● Stated problem:
Count the lines below that contain the string "side", matching case exactly, and reply with that number alone.

● Source material:
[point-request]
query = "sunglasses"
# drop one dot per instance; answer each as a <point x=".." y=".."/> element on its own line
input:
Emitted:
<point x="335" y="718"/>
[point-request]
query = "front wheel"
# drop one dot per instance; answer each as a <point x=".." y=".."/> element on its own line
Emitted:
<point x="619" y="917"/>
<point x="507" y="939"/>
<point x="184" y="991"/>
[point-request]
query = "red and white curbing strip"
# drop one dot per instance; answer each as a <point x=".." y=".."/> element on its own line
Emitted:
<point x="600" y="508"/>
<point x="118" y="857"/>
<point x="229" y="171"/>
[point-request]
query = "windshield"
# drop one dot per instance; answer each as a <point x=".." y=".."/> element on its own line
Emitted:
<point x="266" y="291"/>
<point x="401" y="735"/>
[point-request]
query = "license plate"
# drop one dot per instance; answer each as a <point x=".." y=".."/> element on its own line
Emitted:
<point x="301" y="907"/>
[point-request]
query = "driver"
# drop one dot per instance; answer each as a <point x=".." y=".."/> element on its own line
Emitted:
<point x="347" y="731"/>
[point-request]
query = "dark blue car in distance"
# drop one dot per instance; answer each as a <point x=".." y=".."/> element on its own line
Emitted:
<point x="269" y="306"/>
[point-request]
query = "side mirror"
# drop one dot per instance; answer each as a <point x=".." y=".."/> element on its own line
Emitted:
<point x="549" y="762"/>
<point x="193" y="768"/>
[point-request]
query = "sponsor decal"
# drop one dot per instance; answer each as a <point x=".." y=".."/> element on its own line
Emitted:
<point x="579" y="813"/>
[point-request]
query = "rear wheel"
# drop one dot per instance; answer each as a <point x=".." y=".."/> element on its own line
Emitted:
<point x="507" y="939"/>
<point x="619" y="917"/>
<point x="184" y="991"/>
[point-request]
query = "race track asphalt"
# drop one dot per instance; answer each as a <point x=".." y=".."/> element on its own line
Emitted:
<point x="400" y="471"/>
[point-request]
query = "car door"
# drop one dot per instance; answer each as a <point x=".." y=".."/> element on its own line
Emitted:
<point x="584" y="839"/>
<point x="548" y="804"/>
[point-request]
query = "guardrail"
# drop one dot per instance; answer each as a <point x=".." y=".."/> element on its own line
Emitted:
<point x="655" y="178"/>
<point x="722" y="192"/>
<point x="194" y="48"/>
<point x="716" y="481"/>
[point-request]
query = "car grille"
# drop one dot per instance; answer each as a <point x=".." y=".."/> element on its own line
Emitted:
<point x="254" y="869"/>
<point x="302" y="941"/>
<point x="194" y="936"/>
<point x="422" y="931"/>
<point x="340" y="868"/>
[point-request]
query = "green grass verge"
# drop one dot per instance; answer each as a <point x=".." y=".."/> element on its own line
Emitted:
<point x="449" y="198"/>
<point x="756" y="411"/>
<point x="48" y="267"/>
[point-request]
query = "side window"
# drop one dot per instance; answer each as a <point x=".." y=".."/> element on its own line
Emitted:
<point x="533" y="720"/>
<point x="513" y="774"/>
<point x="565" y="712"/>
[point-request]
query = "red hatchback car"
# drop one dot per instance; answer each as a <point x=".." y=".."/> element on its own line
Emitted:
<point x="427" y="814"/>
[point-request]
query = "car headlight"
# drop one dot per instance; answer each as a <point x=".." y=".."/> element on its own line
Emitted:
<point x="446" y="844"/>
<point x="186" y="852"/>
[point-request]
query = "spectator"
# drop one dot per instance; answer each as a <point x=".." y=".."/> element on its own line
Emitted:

● Written reply:
2